June 13, 2013  Print

A major national-consortium model for islet cell transplantation has resulted in the development of a life-saving clinical procedure for high-risk type 1 diabetes sufferers with life-threatening ‘hypoglycaemia unawareness’.

The Commonwealth-funded Australian Islet Transplantation Program (ITP) includes researchers and clinicians from Sydney’s Westmead Hospital and Westmead Millennium Institute, the University of Sydney, Melbourne’s St Vincent’s Hospital, St Vincent’s Institute of Medical Research, and Adelaide’s Queen Elizabeth Hospital. 

Results of Australian patients who underwent the islet transplantation procedure have now been published in the American Journal of Transplantation. The paper reports the outcomes of the patients who underwent the procedure, many of whom are now insulin free. These patients were all high-risk type 1 diabetes sufferers experiencing life-threatening and undetectable hypoglycaemia (or low blood glucose) that was unable to be managed with conventional treatments. 

Describing results as “remarkable”, Professor Phillip O’Connell, Chair of the Consortium, Director of Transplantation at Westmead Hospital and Director of Transplantation and Renal Research at Westmead Millenium Institute, said, “This significant research and clinical trial has provided a lifesaving treatment that has the potential to change lives of patients with hypoglycaemia unawareness. “Our advanced islet cell transplant procedure has resulted in many of these patients now being insulin free”. 

Professor Phillip O’Connell, said, “Patients with type 1 diabetes, who suffer from hypoglycaemia unawareness, do not get the usual symptoms when their blood sugar drops.” 

“This can result in prolonged hypoglycaemia, seizures, loss of consciousness, brain damage or even death. There are about 150,000 people with type 1 diabetes in Australia, and of these about 10 percent are affected by ‘hypoglycaemia unawareness’.” Prof O’Connell said. 

Islet cell transplantation is a relatively non-invasive procedure in which insulin-producing islets are taken from organ donors and transplanted into a recipient’s liver. 

The procedure was first conducted at Westmead Hospital in Sydney in 2003, for patients with high-risk type one diabetes and ‘hypoglycaemia unawareness’. 

The islet isolation process requires highly specialised centres, and Westmead and St Vincent’s Hospitals being the only facilities in Australia to perform the islet isolation procedure.  

Professor Philip O’Connell, who was recently announced as President-Elect of the Transplantation Society from 2014-16, said that findings such as the ones reported by the Australian consortium continue to not only improve islet transplantation around the world, but also open up possibilities for other cell therapies through the new model and clinical procedure.

“This same model of care also has the potential to be used for other cell therapies including immune deficiencies and cancer immunotherapy,” said Professor O’Connell.

In 2006 the Australian Department of Health and Ageing partnered with JDRF and granted $30 million to develop clinical islet cell transplantation as a treatment for people with this severe form of type 1 diabetes. This follows an initial pledge of $5 million donation from the Susan Alberti Research Foundation.

Dr Dorota Pawlak, Head of Research Development, JDRF, said, “Dr Philip O’Connell and the consortium’s efforts in the area of islet transplantation have produced internationally recognised results that will speed the progress towards a better life for people with type 1 diabetes.”

§ What to do:
- a) Extract the passage of the islet transplantation article from "Professor Philip O’Connell, who" to "Susan Alberti Research Foundation.", reproducing it word for word.
- b) Based on the islet transplantation article, explain why hypoglycaemia unawareness poses a danger to people with type 1 diabetes.

§ Referring expression data:
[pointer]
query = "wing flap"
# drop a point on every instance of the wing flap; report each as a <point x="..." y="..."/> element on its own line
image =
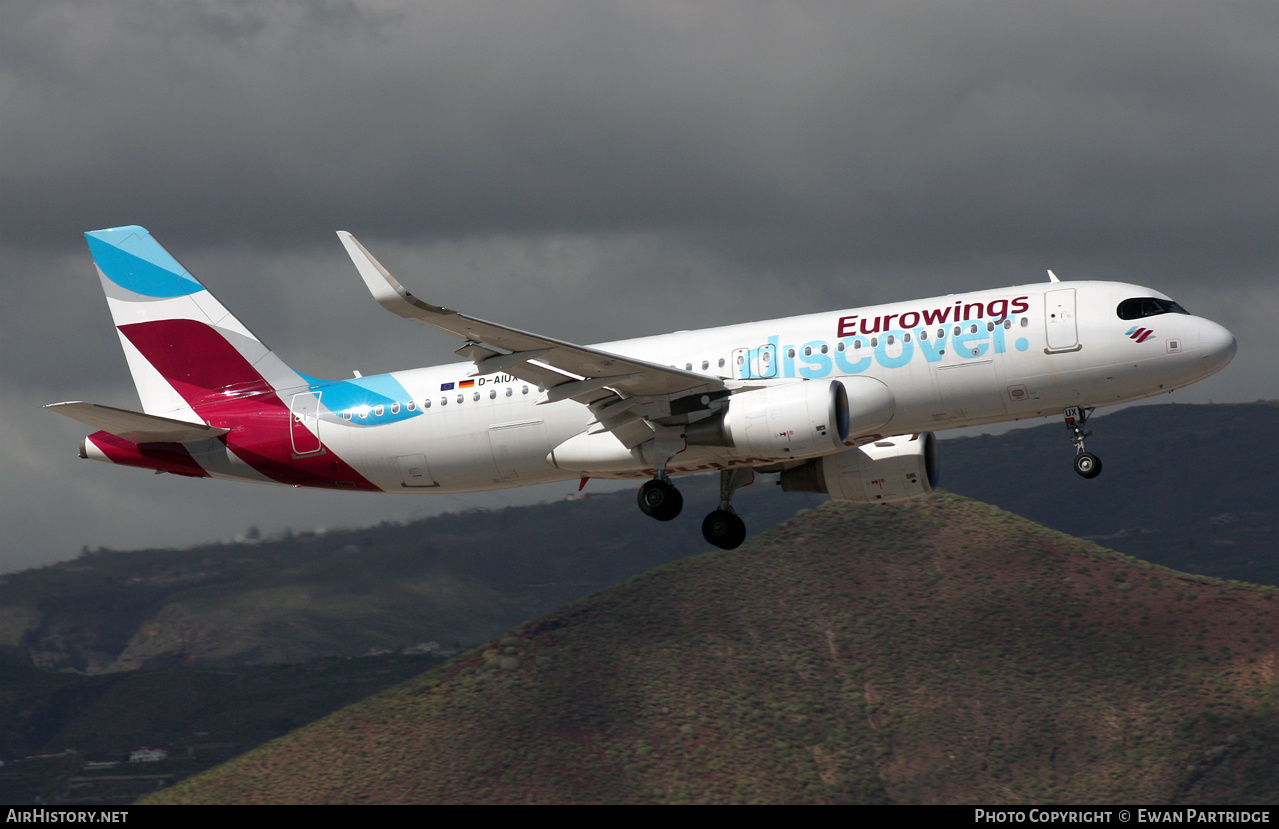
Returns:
<point x="573" y="362"/>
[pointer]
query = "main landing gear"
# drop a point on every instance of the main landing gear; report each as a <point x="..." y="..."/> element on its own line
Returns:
<point x="660" y="499"/>
<point x="723" y="527"/>
<point x="1086" y="463"/>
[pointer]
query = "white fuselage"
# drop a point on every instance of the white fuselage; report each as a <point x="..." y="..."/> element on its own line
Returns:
<point x="949" y="362"/>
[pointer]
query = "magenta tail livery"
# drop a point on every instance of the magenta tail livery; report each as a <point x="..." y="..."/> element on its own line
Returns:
<point x="843" y="402"/>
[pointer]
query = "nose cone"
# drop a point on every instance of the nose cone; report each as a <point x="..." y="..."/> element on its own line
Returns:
<point x="1216" y="346"/>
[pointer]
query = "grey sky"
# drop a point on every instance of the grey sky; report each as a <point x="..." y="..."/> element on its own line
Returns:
<point x="595" y="170"/>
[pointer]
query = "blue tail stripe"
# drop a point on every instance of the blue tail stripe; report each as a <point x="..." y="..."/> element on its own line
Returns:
<point x="134" y="261"/>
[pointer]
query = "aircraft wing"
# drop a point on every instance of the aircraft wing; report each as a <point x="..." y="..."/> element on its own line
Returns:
<point x="136" y="426"/>
<point x="564" y="370"/>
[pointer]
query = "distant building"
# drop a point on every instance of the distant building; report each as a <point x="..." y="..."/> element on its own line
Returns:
<point x="149" y="755"/>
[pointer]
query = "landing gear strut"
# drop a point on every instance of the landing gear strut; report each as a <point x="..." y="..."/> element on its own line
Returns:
<point x="1086" y="463"/>
<point x="724" y="527"/>
<point x="659" y="498"/>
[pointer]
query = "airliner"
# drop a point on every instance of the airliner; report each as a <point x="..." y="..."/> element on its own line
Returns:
<point x="842" y="402"/>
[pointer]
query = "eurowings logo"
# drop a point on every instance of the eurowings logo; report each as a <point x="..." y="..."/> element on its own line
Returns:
<point x="1140" y="334"/>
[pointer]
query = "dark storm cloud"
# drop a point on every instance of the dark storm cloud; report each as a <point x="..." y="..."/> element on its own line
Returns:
<point x="707" y="163"/>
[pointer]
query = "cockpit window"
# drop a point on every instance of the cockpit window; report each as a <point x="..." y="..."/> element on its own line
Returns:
<point x="1147" y="306"/>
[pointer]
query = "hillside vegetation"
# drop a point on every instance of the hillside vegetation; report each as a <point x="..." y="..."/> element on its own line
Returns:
<point x="936" y="651"/>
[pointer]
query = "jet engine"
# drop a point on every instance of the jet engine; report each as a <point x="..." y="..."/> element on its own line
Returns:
<point x="885" y="471"/>
<point x="797" y="420"/>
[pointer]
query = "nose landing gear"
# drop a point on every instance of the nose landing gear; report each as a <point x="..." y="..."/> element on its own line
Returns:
<point x="1086" y="463"/>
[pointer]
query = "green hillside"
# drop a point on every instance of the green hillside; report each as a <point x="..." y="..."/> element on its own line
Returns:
<point x="938" y="651"/>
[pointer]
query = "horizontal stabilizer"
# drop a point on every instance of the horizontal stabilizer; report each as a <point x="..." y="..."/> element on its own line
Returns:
<point x="136" y="426"/>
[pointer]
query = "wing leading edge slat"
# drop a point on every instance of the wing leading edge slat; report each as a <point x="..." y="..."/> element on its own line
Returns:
<point x="564" y="362"/>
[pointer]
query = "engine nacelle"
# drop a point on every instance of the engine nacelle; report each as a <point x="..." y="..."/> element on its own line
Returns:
<point x="796" y="420"/>
<point x="885" y="471"/>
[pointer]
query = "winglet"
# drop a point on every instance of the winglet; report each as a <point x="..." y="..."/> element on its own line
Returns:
<point x="385" y="288"/>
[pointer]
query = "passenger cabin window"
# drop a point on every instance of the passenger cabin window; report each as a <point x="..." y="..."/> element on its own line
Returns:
<point x="1140" y="307"/>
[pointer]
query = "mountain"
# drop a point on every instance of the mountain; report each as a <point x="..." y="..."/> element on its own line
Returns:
<point x="455" y="580"/>
<point x="934" y="651"/>
<point x="1187" y="486"/>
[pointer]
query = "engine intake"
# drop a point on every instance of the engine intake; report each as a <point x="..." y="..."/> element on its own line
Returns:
<point x="892" y="470"/>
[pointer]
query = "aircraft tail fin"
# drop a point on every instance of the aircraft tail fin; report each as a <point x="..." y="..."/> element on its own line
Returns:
<point x="182" y="346"/>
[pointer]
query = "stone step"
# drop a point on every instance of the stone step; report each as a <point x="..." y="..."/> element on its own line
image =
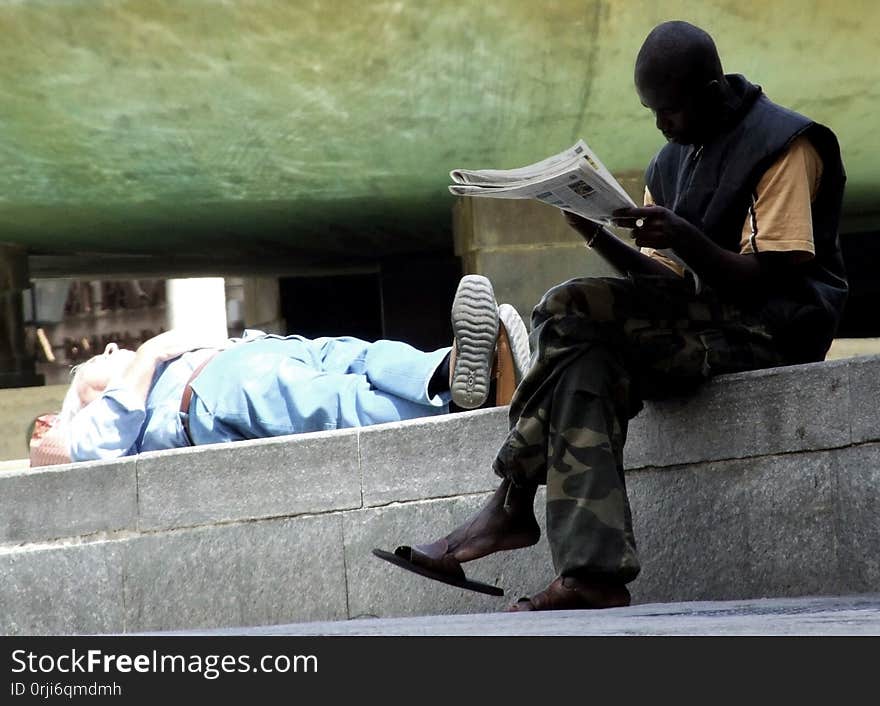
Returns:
<point x="763" y="484"/>
<point x="805" y="616"/>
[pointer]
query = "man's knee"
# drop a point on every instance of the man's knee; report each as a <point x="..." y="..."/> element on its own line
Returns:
<point x="592" y="297"/>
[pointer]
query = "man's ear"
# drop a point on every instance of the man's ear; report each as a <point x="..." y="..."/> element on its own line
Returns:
<point x="712" y="93"/>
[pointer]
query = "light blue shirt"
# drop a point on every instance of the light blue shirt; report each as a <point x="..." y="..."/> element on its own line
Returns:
<point x="262" y="386"/>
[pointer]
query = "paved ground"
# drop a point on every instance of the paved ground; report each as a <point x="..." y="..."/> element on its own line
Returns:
<point x="832" y="615"/>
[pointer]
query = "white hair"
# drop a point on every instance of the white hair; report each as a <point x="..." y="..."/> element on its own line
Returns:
<point x="71" y="406"/>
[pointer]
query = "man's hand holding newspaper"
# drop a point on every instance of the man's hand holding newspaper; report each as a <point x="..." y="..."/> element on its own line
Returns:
<point x="574" y="180"/>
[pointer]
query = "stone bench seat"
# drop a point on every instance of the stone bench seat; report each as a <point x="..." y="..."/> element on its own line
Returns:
<point x="763" y="484"/>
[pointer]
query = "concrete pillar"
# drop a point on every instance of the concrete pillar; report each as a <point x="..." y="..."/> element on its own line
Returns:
<point x="16" y="364"/>
<point x="262" y="305"/>
<point x="197" y="305"/>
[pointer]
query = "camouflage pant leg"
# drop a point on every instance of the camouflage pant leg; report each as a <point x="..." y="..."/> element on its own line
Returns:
<point x="604" y="344"/>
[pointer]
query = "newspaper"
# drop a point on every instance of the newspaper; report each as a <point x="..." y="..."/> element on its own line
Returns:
<point x="574" y="180"/>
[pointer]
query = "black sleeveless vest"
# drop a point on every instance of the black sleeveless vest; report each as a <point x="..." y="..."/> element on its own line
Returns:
<point x="712" y="187"/>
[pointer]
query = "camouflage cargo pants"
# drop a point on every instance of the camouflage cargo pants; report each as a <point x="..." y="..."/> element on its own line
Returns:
<point x="600" y="347"/>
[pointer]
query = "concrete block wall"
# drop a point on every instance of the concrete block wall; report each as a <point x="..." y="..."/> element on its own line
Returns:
<point x="763" y="484"/>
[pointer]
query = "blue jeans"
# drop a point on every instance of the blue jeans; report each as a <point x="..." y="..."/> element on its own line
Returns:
<point x="275" y="386"/>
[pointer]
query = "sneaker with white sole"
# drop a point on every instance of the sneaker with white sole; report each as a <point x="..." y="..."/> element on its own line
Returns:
<point x="475" y="329"/>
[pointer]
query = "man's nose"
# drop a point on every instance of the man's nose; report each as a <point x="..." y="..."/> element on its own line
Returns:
<point x="662" y="123"/>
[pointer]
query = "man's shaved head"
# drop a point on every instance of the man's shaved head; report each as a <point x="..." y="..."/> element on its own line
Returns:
<point x="679" y="77"/>
<point x="678" y="53"/>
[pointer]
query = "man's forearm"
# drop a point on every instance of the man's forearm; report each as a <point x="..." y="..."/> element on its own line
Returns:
<point x="729" y="273"/>
<point x="626" y="259"/>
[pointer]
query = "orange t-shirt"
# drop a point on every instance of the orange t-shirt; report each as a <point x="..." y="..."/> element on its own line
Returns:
<point x="780" y="217"/>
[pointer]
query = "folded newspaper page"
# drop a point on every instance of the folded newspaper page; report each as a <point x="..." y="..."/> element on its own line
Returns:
<point x="574" y="180"/>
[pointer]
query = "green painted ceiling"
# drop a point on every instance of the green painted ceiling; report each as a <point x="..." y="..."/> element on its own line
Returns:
<point x="246" y="127"/>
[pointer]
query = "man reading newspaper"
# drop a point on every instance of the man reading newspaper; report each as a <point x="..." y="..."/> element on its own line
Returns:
<point x="748" y="195"/>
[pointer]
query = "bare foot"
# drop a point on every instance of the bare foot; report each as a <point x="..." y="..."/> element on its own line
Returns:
<point x="569" y="593"/>
<point x="506" y="521"/>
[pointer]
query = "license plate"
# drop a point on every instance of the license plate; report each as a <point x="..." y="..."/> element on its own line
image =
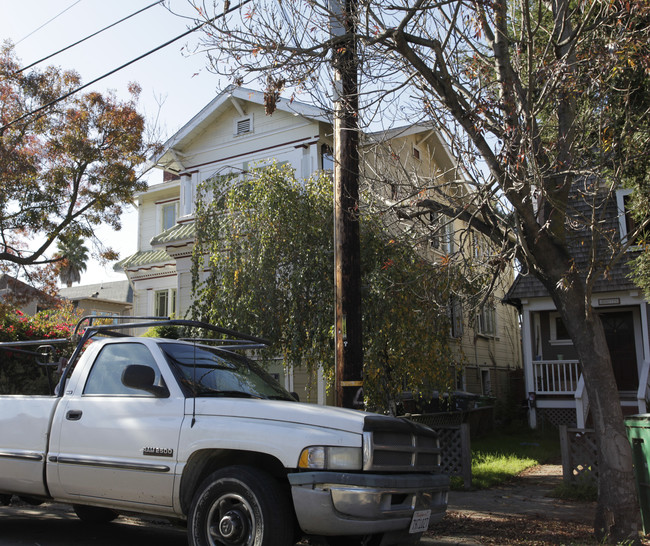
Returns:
<point x="420" y="521"/>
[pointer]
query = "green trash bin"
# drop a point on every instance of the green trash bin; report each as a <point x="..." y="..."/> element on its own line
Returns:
<point x="638" y="432"/>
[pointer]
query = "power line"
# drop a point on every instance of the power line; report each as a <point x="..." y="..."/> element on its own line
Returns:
<point x="80" y="88"/>
<point x="84" y="39"/>
<point x="47" y="22"/>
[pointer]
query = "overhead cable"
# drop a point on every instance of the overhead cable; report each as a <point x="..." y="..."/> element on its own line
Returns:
<point x="81" y="87"/>
<point x="86" y="38"/>
<point x="48" y="22"/>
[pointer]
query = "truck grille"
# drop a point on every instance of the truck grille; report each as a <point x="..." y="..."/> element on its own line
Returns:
<point x="399" y="445"/>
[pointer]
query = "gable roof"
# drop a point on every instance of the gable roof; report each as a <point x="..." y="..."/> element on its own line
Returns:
<point x="15" y="290"/>
<point x="580" y="241"/>
<point x="232" y="96"/>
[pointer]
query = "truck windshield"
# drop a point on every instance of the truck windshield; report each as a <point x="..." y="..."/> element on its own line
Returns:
<point x="204" y="371"/>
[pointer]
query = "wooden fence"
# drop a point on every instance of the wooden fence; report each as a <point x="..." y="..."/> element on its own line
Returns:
<point x="456" y="452"/>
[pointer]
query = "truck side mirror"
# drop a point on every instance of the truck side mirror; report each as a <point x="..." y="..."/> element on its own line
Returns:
<point x="137" y="376"/>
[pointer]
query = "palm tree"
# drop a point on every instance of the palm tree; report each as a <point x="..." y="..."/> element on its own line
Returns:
<point x="73" y="255"/>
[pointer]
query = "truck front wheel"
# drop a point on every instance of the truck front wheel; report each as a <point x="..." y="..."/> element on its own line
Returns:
<point x="240" y="506"/>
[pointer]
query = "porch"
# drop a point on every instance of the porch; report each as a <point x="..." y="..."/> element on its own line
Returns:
<point x="557" y="389"/>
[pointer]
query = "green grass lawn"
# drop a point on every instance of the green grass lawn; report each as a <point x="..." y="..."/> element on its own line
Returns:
<point x="499" y="456"/>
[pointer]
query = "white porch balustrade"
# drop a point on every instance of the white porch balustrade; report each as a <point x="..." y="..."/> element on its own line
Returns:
<point x="556" y="376"/>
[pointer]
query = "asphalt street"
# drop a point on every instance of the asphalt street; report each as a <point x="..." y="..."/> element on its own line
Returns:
<point x="57" y="525"/>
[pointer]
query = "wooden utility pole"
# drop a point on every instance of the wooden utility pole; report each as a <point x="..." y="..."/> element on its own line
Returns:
<point x="347" y="252"/>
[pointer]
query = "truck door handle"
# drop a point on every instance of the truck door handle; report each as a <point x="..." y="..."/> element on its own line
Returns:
<point x="73" y="415"/>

§ Results by task:
- a)
Professor Philip O’Connell, who was recently announced as President-Elect of the Transplantation Society from 2014-16, said that findings such as the ones reported by the Australian consortium continue to not only improve islet transplantation around the world, but also open up possibilities for other cell therapies through the new model and clinical procedure.

“This same model of care also has the potential to be used for other cell therapies including immune deficiencies and cancer immunotherapy,” said Professor O’Connell.

In 2006 the Australian Department of Health and Ageing partnered with JDRF and granted $30 million to develop clinical islet cell transplantation as a treatment for people with this severe form of type 1 diabetes. This follows an initial pledge of $5 million donation from the Susan Alberti Research Foundation.

- b) People with hypoglycaemia unawareness do not get the usual symptoms when their blood sugar drops. As a result, they can suffer prolonged hypoglycaemia, seizures, loss of consciousness, brain damage or even death.